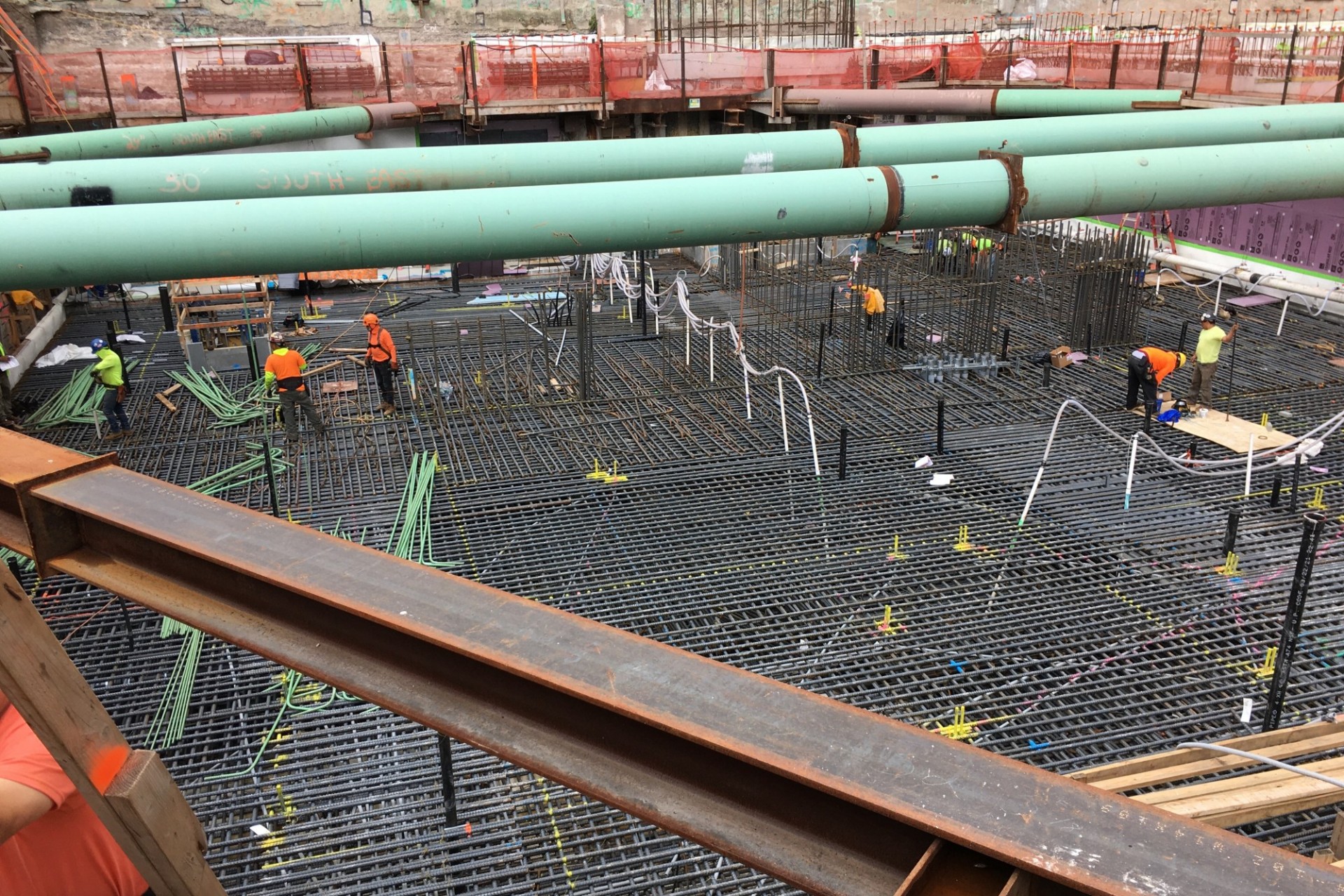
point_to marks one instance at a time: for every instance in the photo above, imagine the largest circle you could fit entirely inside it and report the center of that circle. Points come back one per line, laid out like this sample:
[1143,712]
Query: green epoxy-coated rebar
[413,532]
[76,402]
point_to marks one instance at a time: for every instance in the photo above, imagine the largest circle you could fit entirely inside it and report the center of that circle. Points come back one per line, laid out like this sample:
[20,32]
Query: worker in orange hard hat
[1148,367]
[382,355]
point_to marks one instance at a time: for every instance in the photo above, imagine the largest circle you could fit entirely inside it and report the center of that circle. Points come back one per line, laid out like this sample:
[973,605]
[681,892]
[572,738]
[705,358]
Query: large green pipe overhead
[209,134]
[139,244]
[370,171]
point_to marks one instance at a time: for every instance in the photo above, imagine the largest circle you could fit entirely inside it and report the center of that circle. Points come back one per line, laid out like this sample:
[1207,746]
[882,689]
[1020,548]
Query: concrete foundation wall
[69,26]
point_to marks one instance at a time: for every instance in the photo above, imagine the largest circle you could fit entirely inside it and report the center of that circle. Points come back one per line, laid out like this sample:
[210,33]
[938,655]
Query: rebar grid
[1088,636]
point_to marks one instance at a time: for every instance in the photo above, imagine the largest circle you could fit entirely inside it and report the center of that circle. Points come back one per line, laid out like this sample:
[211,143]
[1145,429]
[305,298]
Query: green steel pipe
[312,174]
[1006,102]
[207,136]
[139,244]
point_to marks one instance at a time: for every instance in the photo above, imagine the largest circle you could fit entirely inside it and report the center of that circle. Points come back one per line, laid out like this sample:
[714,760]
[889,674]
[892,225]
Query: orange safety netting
[241,81]
[638,71]
[143,83]
[73,88]
[717,71]
[820,69]
[429,74]
[1270,66]
[538,71]
[344,76]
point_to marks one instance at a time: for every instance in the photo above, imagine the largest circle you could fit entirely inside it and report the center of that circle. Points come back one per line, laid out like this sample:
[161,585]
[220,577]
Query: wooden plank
[326,367]
[1227,430]
[54,699]
[1228,788]
[1250,743]
[253,321]
[1217,762]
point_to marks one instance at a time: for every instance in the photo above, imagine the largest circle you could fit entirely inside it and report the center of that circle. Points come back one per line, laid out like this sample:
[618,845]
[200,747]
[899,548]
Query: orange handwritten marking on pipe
[105,766]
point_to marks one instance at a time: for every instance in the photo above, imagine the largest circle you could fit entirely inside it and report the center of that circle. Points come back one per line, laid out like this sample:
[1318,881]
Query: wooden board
[1227,430]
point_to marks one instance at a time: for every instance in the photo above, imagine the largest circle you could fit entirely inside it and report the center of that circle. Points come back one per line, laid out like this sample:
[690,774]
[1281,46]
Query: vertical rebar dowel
[166,307]
[1312,527]
[940,425]
[1234,519]
[445,767]
[1129,479]
[1250,458]
[844,448]
[822,349]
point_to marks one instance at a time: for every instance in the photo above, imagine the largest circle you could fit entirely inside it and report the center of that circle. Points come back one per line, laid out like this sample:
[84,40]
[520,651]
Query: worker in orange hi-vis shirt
[382,355]
[51,843]
[286,372]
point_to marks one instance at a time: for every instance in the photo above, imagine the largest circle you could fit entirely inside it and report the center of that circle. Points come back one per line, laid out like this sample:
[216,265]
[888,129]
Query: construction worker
[382,355]
[108,372]
[945,248]
[874,302]
[1148,367]
[51,843]
[1211,339]
[286,374]
[980,246]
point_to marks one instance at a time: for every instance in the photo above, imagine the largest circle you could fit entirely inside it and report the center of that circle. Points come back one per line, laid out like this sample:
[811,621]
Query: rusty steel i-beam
[827,797]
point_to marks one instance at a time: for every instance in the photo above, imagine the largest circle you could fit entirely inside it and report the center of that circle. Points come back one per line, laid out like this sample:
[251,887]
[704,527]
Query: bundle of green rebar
[413,533]
[244,473]
[76,402]
[227,407]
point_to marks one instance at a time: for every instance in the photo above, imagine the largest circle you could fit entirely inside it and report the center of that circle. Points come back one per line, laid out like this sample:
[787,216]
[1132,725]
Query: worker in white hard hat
[286,374]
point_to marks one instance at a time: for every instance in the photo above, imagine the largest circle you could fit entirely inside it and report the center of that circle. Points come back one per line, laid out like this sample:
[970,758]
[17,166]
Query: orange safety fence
[143,83]
[267,77]
[241,81]
[717,71]
[638,71]
[71,90]
[819,69]
[534,71]
[1270,66]
[343,74]
[428,73]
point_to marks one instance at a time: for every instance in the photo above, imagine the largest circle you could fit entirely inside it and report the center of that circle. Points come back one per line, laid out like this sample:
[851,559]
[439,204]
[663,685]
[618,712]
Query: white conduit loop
[659,304]
[1195,745]
[1254,461]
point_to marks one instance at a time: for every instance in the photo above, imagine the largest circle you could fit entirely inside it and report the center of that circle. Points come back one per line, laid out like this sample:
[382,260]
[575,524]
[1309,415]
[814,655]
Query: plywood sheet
[1227,430]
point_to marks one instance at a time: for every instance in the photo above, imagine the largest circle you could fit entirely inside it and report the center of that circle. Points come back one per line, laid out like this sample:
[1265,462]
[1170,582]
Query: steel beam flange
[36,528]
[1016,190]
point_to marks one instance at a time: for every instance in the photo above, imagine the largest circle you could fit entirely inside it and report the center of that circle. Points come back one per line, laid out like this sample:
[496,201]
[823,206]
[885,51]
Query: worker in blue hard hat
[109,374]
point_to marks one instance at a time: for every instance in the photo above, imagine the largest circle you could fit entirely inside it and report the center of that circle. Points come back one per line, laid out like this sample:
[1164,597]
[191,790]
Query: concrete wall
[115,24]
[66,26]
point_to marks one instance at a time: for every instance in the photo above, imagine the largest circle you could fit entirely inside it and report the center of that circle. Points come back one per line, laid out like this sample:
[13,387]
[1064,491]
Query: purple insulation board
[1307,234]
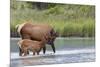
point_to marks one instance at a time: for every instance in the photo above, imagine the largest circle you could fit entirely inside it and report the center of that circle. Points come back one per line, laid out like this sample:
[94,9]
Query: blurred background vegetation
[67,19]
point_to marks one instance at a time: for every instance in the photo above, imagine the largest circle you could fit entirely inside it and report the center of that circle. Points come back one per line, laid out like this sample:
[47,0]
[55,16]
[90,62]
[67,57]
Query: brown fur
[34,46]
[37,32]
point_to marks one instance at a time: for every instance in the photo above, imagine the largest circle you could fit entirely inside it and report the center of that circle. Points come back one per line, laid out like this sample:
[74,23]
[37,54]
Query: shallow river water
[68,50]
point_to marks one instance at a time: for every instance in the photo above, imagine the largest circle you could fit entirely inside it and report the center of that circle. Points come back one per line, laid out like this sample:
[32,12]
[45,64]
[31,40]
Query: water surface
[68,50]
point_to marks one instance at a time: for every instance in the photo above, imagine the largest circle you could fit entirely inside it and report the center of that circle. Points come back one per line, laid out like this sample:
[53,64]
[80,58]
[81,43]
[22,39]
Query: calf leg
[20,52]
[44,49]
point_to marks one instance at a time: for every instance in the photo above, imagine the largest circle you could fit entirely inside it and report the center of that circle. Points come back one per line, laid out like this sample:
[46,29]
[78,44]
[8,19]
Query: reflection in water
[68,51]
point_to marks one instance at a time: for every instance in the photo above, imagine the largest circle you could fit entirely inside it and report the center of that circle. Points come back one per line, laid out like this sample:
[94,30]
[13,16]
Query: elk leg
[44,49]
[53,47]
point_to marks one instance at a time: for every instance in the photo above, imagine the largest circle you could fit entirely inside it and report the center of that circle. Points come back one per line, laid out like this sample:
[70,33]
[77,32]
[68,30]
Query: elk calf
[29,45]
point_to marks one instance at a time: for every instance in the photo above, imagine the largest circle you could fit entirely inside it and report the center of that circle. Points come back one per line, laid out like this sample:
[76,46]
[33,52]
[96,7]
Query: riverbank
[67,38]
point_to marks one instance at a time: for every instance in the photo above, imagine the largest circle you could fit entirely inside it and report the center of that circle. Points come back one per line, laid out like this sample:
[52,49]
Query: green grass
[79,26]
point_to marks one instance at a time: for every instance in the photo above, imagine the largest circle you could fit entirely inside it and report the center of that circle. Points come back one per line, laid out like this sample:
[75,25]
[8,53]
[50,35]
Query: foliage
[67,19]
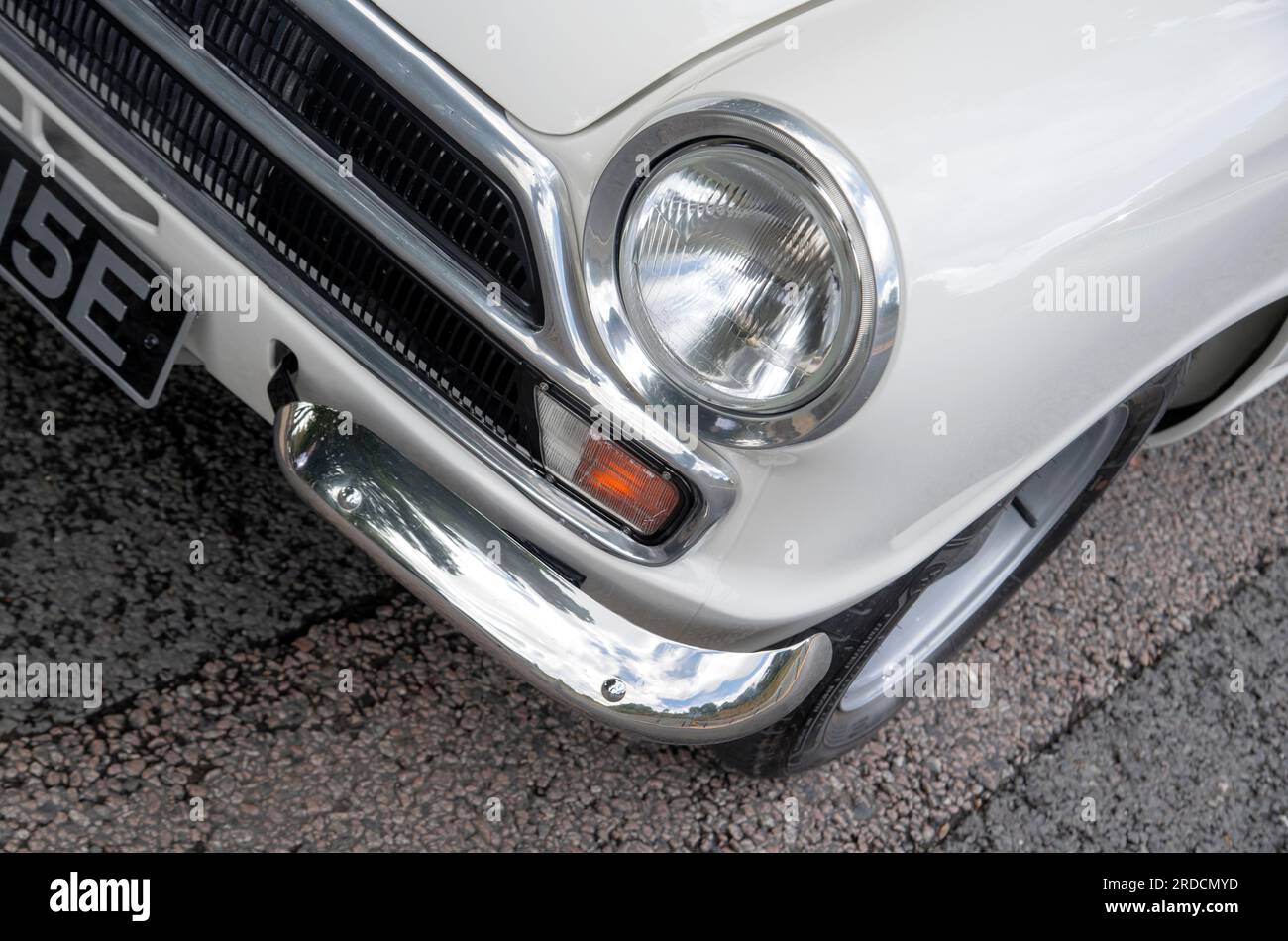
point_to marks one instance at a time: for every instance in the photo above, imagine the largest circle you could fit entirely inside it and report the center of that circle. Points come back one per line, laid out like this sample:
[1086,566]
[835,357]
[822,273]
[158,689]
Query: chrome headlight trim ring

WORK TO COMPLETE:
Report every line in the listing above that contains the word "concrete", copying each line in full. Case counts, so uppercase and lowercase letters must match.

ANSWER BELOW:
Query: concrete foundation wall
Query: concrete wall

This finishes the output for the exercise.